» HOW TO COMPLETE THIS TASK: Where a record contains an image, leave the image out and print the rest exactly.

[Source data]

-=-=-=-=-

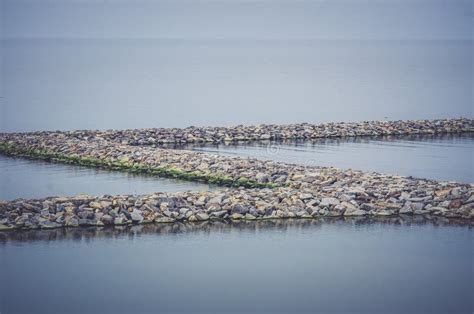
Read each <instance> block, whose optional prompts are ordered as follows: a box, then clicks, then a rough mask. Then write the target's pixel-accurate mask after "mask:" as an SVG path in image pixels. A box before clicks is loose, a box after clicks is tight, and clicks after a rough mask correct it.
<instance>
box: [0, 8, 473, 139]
mask: <svg viewBox="0 0 474 314" xmlns="http://www.w3.org/2000/svg"><path fill="white" fill-rule="evenodd" d="M0 4H1V7H0V10H1V11H0V19H1V24H0V31H1V44H2V45H1V47H0V66H1V69H0V70H1V72H0V73H1V75H0V97H1V98H0V105H1V111H0V113H1V116H2V117H1V118H0V131H28V130H49V129H81V128H99V129H103V128H132V127H134V128H135V127H136V128H138V127H155V126H167V127H175V126H176V127H185V126H189V125H229V124H231V125H235V124H240V123H243V124H257V123H293V122H314V123H318V122H327V121H334V120H336V121H341V120H342V121H349V120H369V119H385V118H388V119H410V118H413V119H415V118H437V117H459V116H472V113H473V111H472V106H473V102H472V99H473V97H472V90H473V87H474V85H473V75H472V74H473V60H472V55H474V53H473V45H472V42H473V25H474V22H473V1H460V0H331V1H321V0H313V1H311V0H306V1H305V0H274V1H271V0H241V1H239V0H220V1H207V0H195V1H192V0H169V1H163V0H155V1H153V0H0Z"/></svg>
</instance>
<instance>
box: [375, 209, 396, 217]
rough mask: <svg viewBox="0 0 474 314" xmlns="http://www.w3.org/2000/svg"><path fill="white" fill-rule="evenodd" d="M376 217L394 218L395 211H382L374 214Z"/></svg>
mask: <svg viewBox="0 0 474 314" xmlns="http://www.w3.org/2000/svg"><path fill="white" fill-rule="evenodd" d="M374 215H375V216H393V215H395V212H394V211H393V210H387V209H381V210H378V211H376V212H374Z"/></svg>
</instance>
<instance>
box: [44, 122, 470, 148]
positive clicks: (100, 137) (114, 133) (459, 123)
mask: <svg viewBox="0 0 474 314" xmlns="http://www.w3.org/2000/svg"><path fill="white" fill-rule="evenodd" d="M464 132H474V120H473V119H465V118H460V119H438V120H408V121H364V122H339V123H325V124H309V123H299V124H288V125H274V124H270V125H265V124H262V125H256V126H243V125H238V126H232V127H194V126H191V127H187V128H148V129H131V130H108V131H90V130H85V131H72V132H60V133H62V134H64V135H65V136H68V137H74V138H77V139H81V140H90V139H91V138H95V137H97V138H101V139H105V140H108V141H114V142H119V143H122V144H129V145H159V144H169V143H174V144H180V143H181V144H182V143H204V142H206V143H222V142H238V141H258V140H288V139H315V138H326V137H355V136H386V135H417V134H448V133H464ZM50 133H58V132H42V134H50Z"/></svg>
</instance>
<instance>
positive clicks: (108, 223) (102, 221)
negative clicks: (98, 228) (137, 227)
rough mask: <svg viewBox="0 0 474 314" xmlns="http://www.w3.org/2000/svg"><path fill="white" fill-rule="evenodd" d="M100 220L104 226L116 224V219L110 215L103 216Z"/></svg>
mask: <svg viewBox="0 0 474 314" xmlns="http://www.w3.org/2000/svg"><path fill="white" fill-rule="evenodd" d="M100 220H101V221H102V222H103V223H104V225H113V224H114V218H113V217H112V216H110V215H103V216H102V217H101V219H100Z"/></svg>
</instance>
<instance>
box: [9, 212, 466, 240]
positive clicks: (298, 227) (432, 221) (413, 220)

-=-=-=-=-

» THE COMPLETED TASK:
Read each <instance> block, whose optional prompts are ordered as follows: a box, then clicks, then a rough mask. Then write the target's pixel-accurate mask after "mask:" as an SVG path in image pixels. A box before clicks is loose, a box after clicks is tight, and clicks after a rough mask correct it.
<instance>
box: [0, 8, 473, 139]
mask: <svg viewBox="0 0 474 314" xmlns="http://www.w3.org/2000/svg"><path fill="white" fill-rule="evenodd" d="M0 4H1V7H0V10H1V11H0V19H1V24H0V31H1V44H2V45H1V47H0V66H1V69H0V70H1V72H0V73H1V75H0V97H1V98H0V105H1V111H0V113H1V116H2V117H1V118H0V131H28V130H49V129H81V128H99V129H103V128H132V127H134V128H135V127H136V128H138V127H155V126H167V127H175V126H176V127H185V126H189V125H229V124H231V125H235V124H240V123H243V124H257V123H293V122H314V123H318V122H327V121H334V120H336V121H341V120H342V121H349V120H369V119H385V118H388V119H410V118H413V119H415V118H437V117H459V116H472V113H473V111H472V106H473V102H472V99H473V97H472V90H473V87H474V85H473V75H472V74H473V60H472V55H474V53H473V45H472V42H473V25H474V22H473V1H460V0H331V1H321V0H313V1H311V0H306V1H305V0H274V1H271V0H241V1H239V0H220V1H207V0H195V1H192V0H169V1H163V0H155V1H153V0H0Z"/></svg>
</instance>
<instance>
box: [375, 209, 396, 217]
rough mask: <svg viewBox="0 0 474 314" xmlns="http://www.w3.org/2000/svg"><path fill="white" fill-rule="evenodd" d="M376 217L394 218L395 211H382L374 214Z"/></svg>
mask: <svg viewBox="0 0 474 314" xmlns="http://www.w3.org/2000/svg"><path fill="white" fill-rule="evenodd" d="M374 215H375V216H393V215H395V212H394V211H393V210H387V209H381V210H378V211H376V212H374Z"/></svg>
</instance>
<instance>
box: [44, 122, 470, 148]
positive clicks: (100, 137) (114, 133) (459, 123)
mask: <svg viewBox="0 0 474 314" xmlns="http://www.w3.org/2000/svg"><path fill="white" fill-rule="evenodd" d="M464 132H474V120H473V119H465V118H460V119H438V120H408V121H364V122H339V123H325V124H309V123H299V124H288V125H274V124H270V125H265V124H262V125H256V126H243V125H238V126H232V127H194V126H191V127H187V128H148V129H131V130H108V131H90V130H85V131H72V132H60V133H62V134H64V135H65V136H68V137H74V138H77V139H81V140H90V139H91V138H95V137H97V138H101V139H105V140H108V141H114V142H119V143H122V144H129V145H159V144H169V143H174V144H180V143H181V144H182V143H204V142H206V143H222V142H238V141H258V140H288V139H315V138H326V137H355V136H386V135H417V134H448V133H464ZM50 133H58V132H42V134H50Z"/></svg>
</instance>
<instance>
positive clicks: (108, 223) (102, 221)
negative clicks: (98, 228) (137, 227)
rough mask: <svg viewBox="0 0 474 314" xmlns="http://www.w3.org/2000/svg"><path fill="white" fill-rule="evenodd" d="M100 220L104 226L116 224V219L110 215L103 216Z"/></svg>
mask: <svg viewBox="0 0 474 314" xmlns="http://www.w3.org/2000/svg"><path fill="white" fill-rule="evenodd" d="M100 220H101V221H102V222H103V223H104V225H113V224H114V218H113V217H112V216H110V215H103V216H102V217H101V219H100Z"/></svg>
</instance>
<instance>
box: [9, 212, 466, 240]
positive clicks: (298, 227) (432, 221) (413, 220)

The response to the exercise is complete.